Detalles de la tarea
¿Puedes continuar el texto sobre la solemnidad de San Pedro y San Pablo a partir de su última oración?

Texto proporcionado
- - -
Solemnidad de San Pedro y San Pablo (Día del Papa)

Por:  José Marco Burga Ludeña
Capellán de la Facultad de Humanidades y Docente de Doctrina Social de la Iglesia. 

Simón, hijo de Juan, pescador de peces y de hombres; Saulo de Tarso, tejedor de telas o fabricante de tiendas de campaña. Pedro, después de Cristo: corazón enamorado y cabeza ruda; Pablo, antes de Cristo: corazón endurecido por el odio y cabeza ensimismada en el estudio de la Ley. Pedro, traidor por miedo; Pablo, “homicida” por celo. Pedro, evangelizador de los judíos; Pablo, apóstol de los gentiles. Pedro, convertido por una mirada fulminante de piedad; Pablo, por una caída de caballo. Pedro, autor de dos cartas; Pablo, de trece. Con un pasado de virtudes heroicas, pero también de miserias de las cuales avergonzarse y arrepentirse de continuo; un presente donde Cristo es seguido por la fe y perseguido hasta la sangre en sus discípulos; y un futuro de martirio romano en forma de cruz, para Pedro, y de espada, para Pablo; ambos, Columnas de la Iglesia, son celebrados litúrgicamente en una misma fecha, 29 de junio; a su vez, Día del Papa, el «dulce Cristo en la tierra» (como solía decir Santa Catalina de Siena), cabeza visible de la Iglesia.
- - -
Material proporcionado
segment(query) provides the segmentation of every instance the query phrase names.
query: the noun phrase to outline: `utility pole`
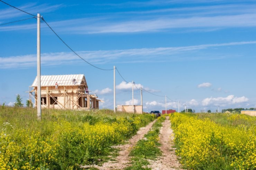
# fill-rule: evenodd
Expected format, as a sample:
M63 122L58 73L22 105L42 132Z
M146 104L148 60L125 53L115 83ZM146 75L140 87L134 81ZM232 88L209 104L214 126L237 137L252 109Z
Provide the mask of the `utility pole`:
M134 103L133 101L133 81L132 81L132 113L134 113Z
M165 95L165 114L167 114L166 95Z
M179 108L179 113L180 113L180 101L178 101L178 107Z
M114 112L116 112L116 67L114 66Z
M41 119L41 68L40 49L40 14L37 14L37 118Z
M143 100L142 100L142 88L140 88L140 105L141 105L141 109L143 113Z

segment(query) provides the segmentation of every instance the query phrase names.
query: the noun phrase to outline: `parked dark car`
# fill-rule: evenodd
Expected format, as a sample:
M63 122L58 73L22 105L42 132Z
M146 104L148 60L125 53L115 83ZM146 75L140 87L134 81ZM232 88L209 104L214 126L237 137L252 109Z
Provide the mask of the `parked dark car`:
M150 114L154 114L156 117L159 117L161 115L160 112L158 110L153 110L150 112Z

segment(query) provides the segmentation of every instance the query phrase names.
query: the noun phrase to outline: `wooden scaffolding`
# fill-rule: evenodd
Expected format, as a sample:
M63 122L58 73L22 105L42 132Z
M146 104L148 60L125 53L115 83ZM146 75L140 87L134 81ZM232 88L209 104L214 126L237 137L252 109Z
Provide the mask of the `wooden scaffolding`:
M42 108L99 109L99 102L103 101L97 99L97 95L89 94L85 78L82 74L41 76L41 80ZM60 82L58 83L58 87L54 85L55 82ZM37 107L36 78L33 84L29 86L29 100L34 99L34 106Z

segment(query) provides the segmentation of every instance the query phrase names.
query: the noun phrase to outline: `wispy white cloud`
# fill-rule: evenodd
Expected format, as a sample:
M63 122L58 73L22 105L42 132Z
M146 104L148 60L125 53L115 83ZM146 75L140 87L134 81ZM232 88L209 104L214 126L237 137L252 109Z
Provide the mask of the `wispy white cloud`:
M92 92L92 94L96 94L97 95L107 95L112 92L112 89L108 88L106 88L101 90L95 90Z
M61 5L51 6L44 5L42 8L45 11L50 11L61 6ZM178 29L180 31L187 31L191 29L196 31L202 29L214 31L227 28L255 27L255 5L228 4L170 7L132 11L126 12L124 15L110 13L100 16L48 23L58 31L57 32L69 34L137 33L166 31L170 29ZM36 11L36 9L32 10L32 11ZM12 13L9 13L10 15ZM136 14L136 17L134 17L134 14ZM31 29L28 26L25 25L21 28L17 26L6 28L2 27L0 31Z
M139 103L139 100L136 99L133 99L133 104L134 105L138 105ZM130 100L125 101L125 105L132 105L132 100Z
M165 62L183 60L219 60L220 57L184 57L182 54L188 52L202 50L217 47L256 44L256 41L234 42L229 43L205 44L197 46L178 47L159 47L138 48L124 50L81 51L76 53L86 61L93 64L102 65L115 61L117 63ZM10 68L26 68L36 65L36 55L27 55L10 57L0 57L0 69ZM122 60L121 60L122 59ZM150 60L149 60L150 59ZM81 64L81 59L73 53L51 53L41 54L43 65ZM83 62L82 63L83 63ZM86 63L85 63L86 64ZM107 68L103 68L107 69ZM127 87L128 84L123 84ZM131 87L131 84L130 85ZM137 84L139 88L141 84ZM121 88L118 87L118 88ZM146 88L145 88L147 90Z
M210 87L212 86L212 84L210 83L203 83L202 84L197 85L198 88L205 88L205 87Z
M187 104L191 106L198 106L199 105L199 103L196 99L191 99L187 102Z
M144 88L142 84L139 83L137 84L134 83L134 84L133 85L134 90L136 90L140 89L140 88L142 88L150 92L157 92L160 91L159 90L151 89L147 87ZM132 82L127 83L125 81L122 81L122 82L120 83L120 84L117 85L116 87L117 89L120 90L124 90L124 91L131 90L132 89Z
M202 101L203 106L209 105L221 105L222 106L227 106L228 105L233 105L246 102L249 99L245 96L240 97L235 97L234 95L229 95L226 97L210 97L206 98Z

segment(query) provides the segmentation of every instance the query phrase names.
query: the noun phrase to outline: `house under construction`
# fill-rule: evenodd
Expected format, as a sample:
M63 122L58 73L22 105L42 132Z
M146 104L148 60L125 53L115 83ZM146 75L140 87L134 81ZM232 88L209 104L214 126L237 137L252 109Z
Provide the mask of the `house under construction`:
M42 108L61 109L99 109L96 95L89 94L83 74L42 75ZM56 83L58 84L56 86ZM29 86L29 100L37 106L37 77Z

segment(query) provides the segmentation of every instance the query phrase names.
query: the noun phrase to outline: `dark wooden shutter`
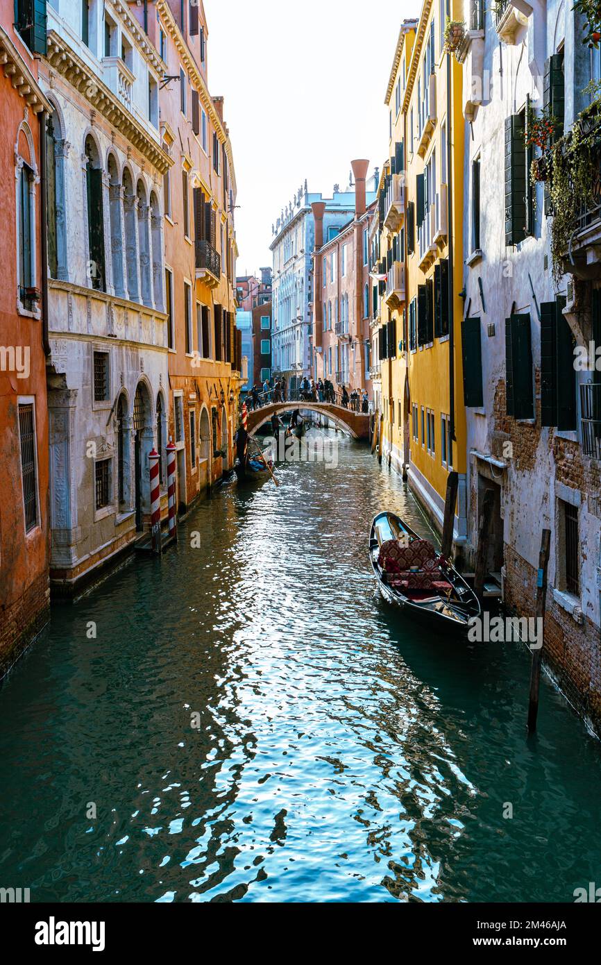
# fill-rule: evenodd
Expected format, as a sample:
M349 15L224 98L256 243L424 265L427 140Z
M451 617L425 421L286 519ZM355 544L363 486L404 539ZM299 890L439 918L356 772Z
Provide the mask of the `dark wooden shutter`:
M557 426L557 326L555 302L540 305L540 425Z
M514 419L532 419L533 350L530 315L512 315L505 321L506 411Z
M415 206L412 201L407 204L407 254L415 251Z
M198 3L190 3L190 37L196 37L199 29Z
M198 134L201 130L199 96L198 91L195 91L194 88L192 88L192 130L195 134Z
M418 285L418 345L427 344L427 289Z
M88 232L90 261L95 262L96 274L92 285L104 291L104 220L102 217L102 172L88 167Z
M526 143L525 112L505 118L505 244L526 237Z
M556 301L557 345L558 345L558 428L563 431L578 427L576 413L576 370L574 369L574 345L576 340L569 322L563 315L565 297L558 295Z
M468 406L484 404L482 394L482 345L479 318L464 318L461 326L463 399Z
M428 278L425 283L425 294L427 317L426 345L429 345L434 341L434 285L431 278Z
M418 225L421 225L425 215L424 194L423 194L423 175L418 175L416 179L416 208L415 217Z

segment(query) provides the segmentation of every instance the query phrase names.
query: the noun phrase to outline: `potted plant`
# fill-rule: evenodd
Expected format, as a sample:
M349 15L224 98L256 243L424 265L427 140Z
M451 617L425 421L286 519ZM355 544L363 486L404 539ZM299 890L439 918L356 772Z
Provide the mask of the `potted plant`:
M452 54L459 48L464 34L465 21L451 20L448 16L445 24L445 50L447 53Z

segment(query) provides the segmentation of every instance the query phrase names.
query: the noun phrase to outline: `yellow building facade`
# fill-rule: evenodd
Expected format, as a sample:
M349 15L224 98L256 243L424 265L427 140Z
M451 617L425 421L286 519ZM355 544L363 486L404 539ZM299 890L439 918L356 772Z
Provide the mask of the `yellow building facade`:
M383 260L380 452L409 480L437 530L459 474L453 543L466 538L463 404L462 70L445 51L458 0L423 0L405 21L387 90L390 151L379 199ZM455 9L456 8L456 9ZM444 21L443 21L444 14ZM392 323L392 324L391 324ZM392 340L395 340L394 346Z

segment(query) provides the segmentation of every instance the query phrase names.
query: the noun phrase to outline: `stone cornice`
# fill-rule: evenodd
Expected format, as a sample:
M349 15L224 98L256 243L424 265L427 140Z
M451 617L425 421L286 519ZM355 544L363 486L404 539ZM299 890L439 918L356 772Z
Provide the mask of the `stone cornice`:
M0 67L33 114L52 110L52 105L44 97L38 81L2 27L0 27Z
M46 60L52 69L62 74L71 87L79 91L91 106L106 118L161 175L169 170L174 163L173 159L163 151L159 142L145 131L117 96L54 30L48 32Z
M199 92L199 96L203 101L203 106L206 111L208 117L210 118L213 127L217 131L217 136L221 144L224 144L226 146L226 153L228 155L228 160L230 162L230 179L232 181L233 193L235 194L237 190L236 180L235 180L235 168L233 166L233 154L232 152L232 144L230 142L230 136L219 115L217 114L217 111L215 110L215 106L213 104L211 96L208 93L208 89L205 82L205 78L203 77L203 74L196 66L194 58L192 57L190 51L188 50L188 46L183 37L181 36L181 31L179 30L179 27L176 23L174 15L166 0L156 0L155 6L156 6L156 13L162 18L166 29L169 31L169 34L174 43L176 44L178 53L179 55L179 60L185 67L190 79L193 81L195 87Z

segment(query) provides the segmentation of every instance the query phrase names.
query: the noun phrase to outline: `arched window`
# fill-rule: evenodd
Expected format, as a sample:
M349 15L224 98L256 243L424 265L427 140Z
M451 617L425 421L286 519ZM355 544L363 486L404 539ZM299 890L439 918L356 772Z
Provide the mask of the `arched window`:
M46 121L46 209L48 271L67 280L65 139L55 110Z
M102 167L94 138L86 138L86 199L88 206L88 285L106 291Z
M109 213L111 225L111 259L113 268L113 288L119 298L125 295L123 279L123 248L122 237L121 203L123 188L119 182L117 162L113 154L108 159L109 174Z
M125 227L125 263L127 265L127 296L130 301L139 301L140 275L138 270L136 198L133 193L131 175L127 168L123 171L123 215Z
M152 305L152 290L150 287L150 255L149 239L150 207L146 201L146 191L142 180L136 188L138 201L138 249L140 251L140 286L142 301L145 305Z
M150 237L152 240L152 294L154 295L154 308L159 312L165 311L165 299L163 296L163 245L161 242L161 212L158 207L158 199L152 191L150 195Z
- - -
Resultado
La Iglesia, desde sus albores, es santa y pecadora, sobrenatural y humana, lucífera y tenebrosa. «Casta meretrix» («casta meretriz»), la llamó con realismo irrefutable San Ambrosio. La corrupción forma parte de su ADN, pues ella es signo de vitalidad, lo propio de un cuerpo vivo, según San John Henry Newman. Todo cuerpo se va corrompiendo gradual y progresivamente, hasta llegar a su desintegración definitiva post mortem. Con la Iglesia, Cuerpo Místico de Cristo, pasa otro tanto. Sin embargo, aunque la amenaza de descomposición total – desde fuera y desde dentro – la acompañe a lo largo de su recorrido bimilenario, es un Cuerpo que no ha de morir, «glorioso» de algún modo. Se corrompe y se renueva, envejece y rejuvenece, se apaga y se enciende. De sus cenizas, cual Ave Fénix, surge un nuevo fuego crepitante. No se ensoberbece de su corrupción; al contrario, se sonroja y se humilla. Y es denigrada, comprensiblemente. Maestra de humanidad y humildad, de sus yerros aprende. No solo promulga leyes que contrarresten su infidelidad al Amor, su «prostitución babilónica», su adulterio recalcitrante. De poco sirven aquellas si el corazón no se transforma de raíz, si la santidad no se vuelve una «idea fija» en la mente, una fuerza irresistible en la voluntad y una pasión ardiente en la afectividad.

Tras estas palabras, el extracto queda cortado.